▶ WORK ORDER
Look through the material below for "instance". Copy every line that contains it.

▶ DATA IN THIS EXERCISE
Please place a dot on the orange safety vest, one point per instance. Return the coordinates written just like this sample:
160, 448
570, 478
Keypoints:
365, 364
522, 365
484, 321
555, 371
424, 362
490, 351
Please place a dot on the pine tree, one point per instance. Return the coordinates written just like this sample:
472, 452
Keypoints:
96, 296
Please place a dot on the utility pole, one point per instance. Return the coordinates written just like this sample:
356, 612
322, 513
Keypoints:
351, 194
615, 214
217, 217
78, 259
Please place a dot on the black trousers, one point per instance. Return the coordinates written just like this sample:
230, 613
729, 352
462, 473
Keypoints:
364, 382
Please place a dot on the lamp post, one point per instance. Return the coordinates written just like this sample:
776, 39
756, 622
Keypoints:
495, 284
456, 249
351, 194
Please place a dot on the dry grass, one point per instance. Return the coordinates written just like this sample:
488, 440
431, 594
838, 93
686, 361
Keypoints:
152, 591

▶ OUTPUT OF THE TASK
Please place a dot on the orange safety vest, one point per instance. Return the coordinates written just like this sample:
Please place a dot on the pine tree, one point per instance. Return the coordinates written just like this sample:
Please place a dot on the utility pole, one point per instance. Return the coordinates written just like this sample:
Please place a dot on the black trousers, one point per instance. Return the coordinates written just like this sample:
Please place a dot on the lamp post, one point per instance. Return the coordinates written just like this sample:
Please place a dot on the dry grass, one point per instance. Return the coordinates written just like this sample:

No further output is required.